··· Page
Cluster Farmer (Docker)
This guide was created for Gemeni 3h testnet and will be updated to mainnet once released.
Introduction
Before setting up a Cluster Farmer, you should already:
- Have a Node running. Run an Autonomys Node on Docker.
- Have prepped your drives. Prep Your Drives for Autonomys
- Have Docker installed Install Docker on Debian
- Have Portainer Installed Install Portainer Host/Agent
Create an Autonomys Network in Docker
You only need to create the network once for each PC. If you already created it on this PC you can skip this step.
Create the "autonomys-network" we will use to deploy our Autonomys containers on:
sudo docker network create \
--driver bridge \
--subnet 172.25.0.0/16 \
--gateway 172.25.0.1 \
autonomys-network
This creates a new network called "autonomys-network" using the subnet 172.25.0.0/16 and the gateway 172.25.0.1.
Cluster Farmer Architecture
Because of how modular a Cluster is, depending on your setup you may want to deploy only certain parts of the Cluster on certain PCs. Let us start with a minimal Cluster:
- The Node (which stores blockchain data on an SSD) connects to the Controller. This is NOT part of the cluster, but shown to highlight the relationship
- The Controller is connected to the Node and NATs, this acts as sort of the brains of the Cluster
- The Cache is connected to NATs and stores blockchain data for plotting on an SSD.
- The Plotter is connected to NATs and uses GPU or CPU resources to plot to any Farmers connected to the network.
- The Farmer is connected to NATs and SSDs which will be used to store blockchain data for farming.
Because of how modular a Cluster is, you can add more Plotters if you want to plot faster, more Farmers if you want to farm more space, and more Cache and/or Controllers to increase efficiency. For instance, many users put a Cache on every PC with a Plotter to reduce network traffic.
······
··· Dataset excerpts
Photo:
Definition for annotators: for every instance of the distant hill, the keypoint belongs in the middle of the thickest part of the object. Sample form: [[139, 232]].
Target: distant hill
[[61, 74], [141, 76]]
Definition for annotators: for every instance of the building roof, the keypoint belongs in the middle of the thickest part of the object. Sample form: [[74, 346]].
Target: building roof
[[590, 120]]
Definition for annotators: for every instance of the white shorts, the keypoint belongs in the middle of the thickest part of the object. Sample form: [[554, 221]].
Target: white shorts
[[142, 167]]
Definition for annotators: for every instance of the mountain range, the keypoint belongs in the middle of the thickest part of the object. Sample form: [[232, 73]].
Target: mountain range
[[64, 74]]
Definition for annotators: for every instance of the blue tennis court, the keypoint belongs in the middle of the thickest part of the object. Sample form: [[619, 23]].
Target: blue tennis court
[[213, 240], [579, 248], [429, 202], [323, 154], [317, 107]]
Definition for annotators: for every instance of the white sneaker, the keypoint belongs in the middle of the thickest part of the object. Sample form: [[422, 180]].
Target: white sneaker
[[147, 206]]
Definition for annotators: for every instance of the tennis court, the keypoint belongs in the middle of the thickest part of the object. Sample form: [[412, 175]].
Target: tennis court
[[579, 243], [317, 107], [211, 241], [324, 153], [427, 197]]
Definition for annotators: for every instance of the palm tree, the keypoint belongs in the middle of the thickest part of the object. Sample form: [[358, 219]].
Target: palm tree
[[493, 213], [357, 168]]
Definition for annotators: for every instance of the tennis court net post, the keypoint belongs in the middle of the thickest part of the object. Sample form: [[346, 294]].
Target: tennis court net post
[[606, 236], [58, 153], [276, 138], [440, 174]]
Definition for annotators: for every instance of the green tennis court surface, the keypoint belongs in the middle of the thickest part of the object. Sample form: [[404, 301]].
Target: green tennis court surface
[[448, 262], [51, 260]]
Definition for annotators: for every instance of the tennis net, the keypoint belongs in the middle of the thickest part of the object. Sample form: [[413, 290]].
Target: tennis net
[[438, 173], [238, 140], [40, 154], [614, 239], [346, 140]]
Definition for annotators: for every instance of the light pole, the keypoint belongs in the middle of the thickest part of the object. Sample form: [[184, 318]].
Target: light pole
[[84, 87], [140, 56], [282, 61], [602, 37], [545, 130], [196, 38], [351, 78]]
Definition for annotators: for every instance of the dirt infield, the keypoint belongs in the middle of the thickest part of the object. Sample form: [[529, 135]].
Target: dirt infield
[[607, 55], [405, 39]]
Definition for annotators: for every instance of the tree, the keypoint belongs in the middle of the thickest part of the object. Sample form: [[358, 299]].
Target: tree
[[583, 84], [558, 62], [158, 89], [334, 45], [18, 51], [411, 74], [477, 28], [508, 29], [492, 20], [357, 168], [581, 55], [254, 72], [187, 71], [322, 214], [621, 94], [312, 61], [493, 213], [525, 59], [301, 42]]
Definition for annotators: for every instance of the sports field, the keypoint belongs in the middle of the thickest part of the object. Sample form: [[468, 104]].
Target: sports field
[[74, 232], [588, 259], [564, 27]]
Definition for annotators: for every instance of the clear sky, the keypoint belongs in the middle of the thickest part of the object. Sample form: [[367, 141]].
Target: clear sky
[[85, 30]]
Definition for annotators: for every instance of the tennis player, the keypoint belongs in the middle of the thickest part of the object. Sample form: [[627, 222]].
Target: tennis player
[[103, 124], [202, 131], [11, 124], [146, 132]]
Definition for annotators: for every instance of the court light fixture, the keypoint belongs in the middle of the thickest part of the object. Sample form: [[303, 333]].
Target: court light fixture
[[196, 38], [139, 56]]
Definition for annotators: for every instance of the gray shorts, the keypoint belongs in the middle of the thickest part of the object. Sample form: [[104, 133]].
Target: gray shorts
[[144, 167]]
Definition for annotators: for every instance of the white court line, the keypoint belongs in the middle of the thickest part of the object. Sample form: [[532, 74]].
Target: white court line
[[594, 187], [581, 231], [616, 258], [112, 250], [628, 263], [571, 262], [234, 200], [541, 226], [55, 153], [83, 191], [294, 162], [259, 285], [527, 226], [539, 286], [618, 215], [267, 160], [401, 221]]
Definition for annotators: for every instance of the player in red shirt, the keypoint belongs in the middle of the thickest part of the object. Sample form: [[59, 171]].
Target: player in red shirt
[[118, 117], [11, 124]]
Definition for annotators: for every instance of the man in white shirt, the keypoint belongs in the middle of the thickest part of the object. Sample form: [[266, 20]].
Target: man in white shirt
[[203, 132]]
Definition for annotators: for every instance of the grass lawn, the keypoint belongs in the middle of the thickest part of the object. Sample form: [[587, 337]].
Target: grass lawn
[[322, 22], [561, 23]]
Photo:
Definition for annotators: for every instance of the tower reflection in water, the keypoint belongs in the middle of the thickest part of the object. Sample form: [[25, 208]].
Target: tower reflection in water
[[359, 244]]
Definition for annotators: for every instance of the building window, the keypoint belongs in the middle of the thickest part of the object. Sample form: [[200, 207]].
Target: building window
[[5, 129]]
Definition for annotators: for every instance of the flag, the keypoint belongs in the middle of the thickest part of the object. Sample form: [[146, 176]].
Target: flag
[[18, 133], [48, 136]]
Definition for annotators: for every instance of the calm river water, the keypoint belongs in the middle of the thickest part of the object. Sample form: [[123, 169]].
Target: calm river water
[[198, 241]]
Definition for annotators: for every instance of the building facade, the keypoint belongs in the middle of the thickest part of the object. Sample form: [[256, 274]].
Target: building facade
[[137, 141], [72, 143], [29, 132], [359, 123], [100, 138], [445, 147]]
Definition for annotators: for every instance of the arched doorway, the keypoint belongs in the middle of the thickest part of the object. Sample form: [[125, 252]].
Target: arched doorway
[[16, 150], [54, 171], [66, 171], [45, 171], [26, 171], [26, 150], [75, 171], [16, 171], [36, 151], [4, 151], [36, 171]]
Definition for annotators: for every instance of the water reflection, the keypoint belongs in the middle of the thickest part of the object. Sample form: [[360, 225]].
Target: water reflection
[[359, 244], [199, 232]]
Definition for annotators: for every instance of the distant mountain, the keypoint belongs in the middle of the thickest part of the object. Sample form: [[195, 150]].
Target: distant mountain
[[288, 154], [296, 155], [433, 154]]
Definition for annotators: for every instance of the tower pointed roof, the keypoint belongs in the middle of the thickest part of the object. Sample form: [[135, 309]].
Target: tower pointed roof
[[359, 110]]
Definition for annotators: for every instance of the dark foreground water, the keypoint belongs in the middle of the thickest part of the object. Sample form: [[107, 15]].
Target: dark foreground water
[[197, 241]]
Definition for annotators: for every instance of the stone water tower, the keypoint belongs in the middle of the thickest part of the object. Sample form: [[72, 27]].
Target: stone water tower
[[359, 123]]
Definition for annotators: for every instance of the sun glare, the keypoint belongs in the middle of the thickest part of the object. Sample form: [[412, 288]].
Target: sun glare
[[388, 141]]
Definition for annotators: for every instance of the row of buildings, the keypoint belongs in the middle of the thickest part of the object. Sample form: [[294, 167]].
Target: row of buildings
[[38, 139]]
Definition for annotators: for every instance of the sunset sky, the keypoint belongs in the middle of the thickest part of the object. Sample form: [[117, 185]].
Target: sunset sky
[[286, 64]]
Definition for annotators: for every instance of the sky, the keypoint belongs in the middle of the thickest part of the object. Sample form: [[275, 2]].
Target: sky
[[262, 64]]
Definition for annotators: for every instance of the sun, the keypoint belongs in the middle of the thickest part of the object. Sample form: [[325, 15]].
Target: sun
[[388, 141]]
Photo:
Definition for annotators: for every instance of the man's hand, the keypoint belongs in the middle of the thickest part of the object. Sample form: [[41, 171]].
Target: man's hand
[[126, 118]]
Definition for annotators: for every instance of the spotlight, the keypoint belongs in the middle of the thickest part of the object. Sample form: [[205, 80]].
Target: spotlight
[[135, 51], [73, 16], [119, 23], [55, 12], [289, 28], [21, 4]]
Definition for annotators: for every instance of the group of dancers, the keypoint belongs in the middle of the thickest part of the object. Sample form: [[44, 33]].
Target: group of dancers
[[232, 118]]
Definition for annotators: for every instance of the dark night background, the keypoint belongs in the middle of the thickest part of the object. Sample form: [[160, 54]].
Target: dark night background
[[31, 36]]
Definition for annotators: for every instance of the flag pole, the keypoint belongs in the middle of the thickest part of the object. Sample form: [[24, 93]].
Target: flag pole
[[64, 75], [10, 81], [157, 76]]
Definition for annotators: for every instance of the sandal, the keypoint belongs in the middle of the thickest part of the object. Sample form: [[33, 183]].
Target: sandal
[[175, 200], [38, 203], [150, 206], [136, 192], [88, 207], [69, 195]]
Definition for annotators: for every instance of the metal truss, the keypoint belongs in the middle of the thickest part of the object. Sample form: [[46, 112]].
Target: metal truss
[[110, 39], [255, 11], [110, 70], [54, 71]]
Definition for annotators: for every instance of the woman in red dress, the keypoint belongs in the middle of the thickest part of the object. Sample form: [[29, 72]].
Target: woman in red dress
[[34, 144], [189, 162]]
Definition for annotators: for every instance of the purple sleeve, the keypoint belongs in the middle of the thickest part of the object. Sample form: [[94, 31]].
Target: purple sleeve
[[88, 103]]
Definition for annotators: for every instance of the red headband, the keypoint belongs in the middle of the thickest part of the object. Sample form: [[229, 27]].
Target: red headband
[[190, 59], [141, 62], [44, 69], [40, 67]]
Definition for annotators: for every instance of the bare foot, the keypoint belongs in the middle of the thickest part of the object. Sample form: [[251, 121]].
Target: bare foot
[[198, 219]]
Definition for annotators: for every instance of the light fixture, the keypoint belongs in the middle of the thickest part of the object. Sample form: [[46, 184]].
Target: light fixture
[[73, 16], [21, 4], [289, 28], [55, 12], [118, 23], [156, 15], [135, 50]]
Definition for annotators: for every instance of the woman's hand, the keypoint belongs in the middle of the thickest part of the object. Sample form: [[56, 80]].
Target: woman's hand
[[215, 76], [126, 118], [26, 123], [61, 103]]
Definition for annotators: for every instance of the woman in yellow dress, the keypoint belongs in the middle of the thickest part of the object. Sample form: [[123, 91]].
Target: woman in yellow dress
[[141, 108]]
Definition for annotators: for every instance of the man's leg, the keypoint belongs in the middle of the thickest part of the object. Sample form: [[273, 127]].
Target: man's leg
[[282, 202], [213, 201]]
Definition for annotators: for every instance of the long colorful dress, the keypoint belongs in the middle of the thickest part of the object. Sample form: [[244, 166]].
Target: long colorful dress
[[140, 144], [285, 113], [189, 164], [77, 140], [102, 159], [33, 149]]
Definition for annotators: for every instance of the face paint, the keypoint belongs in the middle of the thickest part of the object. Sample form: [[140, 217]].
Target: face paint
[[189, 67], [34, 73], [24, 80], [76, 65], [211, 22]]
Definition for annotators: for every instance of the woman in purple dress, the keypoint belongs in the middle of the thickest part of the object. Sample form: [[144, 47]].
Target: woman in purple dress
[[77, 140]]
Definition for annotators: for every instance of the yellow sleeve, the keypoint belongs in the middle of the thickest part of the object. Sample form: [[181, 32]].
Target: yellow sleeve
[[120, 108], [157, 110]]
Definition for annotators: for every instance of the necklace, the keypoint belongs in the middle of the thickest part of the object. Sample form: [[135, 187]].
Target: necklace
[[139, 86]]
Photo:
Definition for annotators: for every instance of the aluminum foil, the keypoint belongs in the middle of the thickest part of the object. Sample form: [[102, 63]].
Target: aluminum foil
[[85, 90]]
······
Given instruction 1:
In the Cluster Farmer guide, what subnet does the new Docker network use?
Given instruction 2:
Rewrite the records from their start through the line containing "[[147, 206]]", changing every "thickest" to "widest" and leaving everything else unchanged.

Exercise answer 1:
172.25.0.0/16

Exercise answer 2:
Photo:
Definition for annotators: for every instance of the distant hill, the keypoint belongs in the middle of the widest part of the object. Sample form: [[139, 232]].
Target: distant hill
[[61, 74], [141, 76]]
Definition for annotators: for every instance of the building roof, the keypoint belongs in the middle of the widest part of the object. Sample form: [[74, 346]].
Target: building roof
[[590, 120]]
Definition for annotators: for every instance of the white shorts, the keypoint belongs in the middle of the widest part of the object. Sample form: [[554, 221]].
Target: white shorts
[[142, 167]]
Definition for annotators: for every instance of the mountain range, the keypoint belongs in the middle of the widest part of the object. Sample form: [[232, 73]].
Target: mountain range
[[64, 74]]
Definition for annotators: for every instance of the blue tennis court, the keypoint belongs in the middle of the widest part of the object. Sample form: [[619, 23]].
Target: blue tennis court
[[213, 240], [579, 248], [429, 202], [323, 154], [317, 107]]
Definition for annotators: for every instance of the white sneaker, the keypoint belongs in the middle of the widest part of the object. Sample form: [[422, 180]].
Target: white sneaker
[[147, 206]]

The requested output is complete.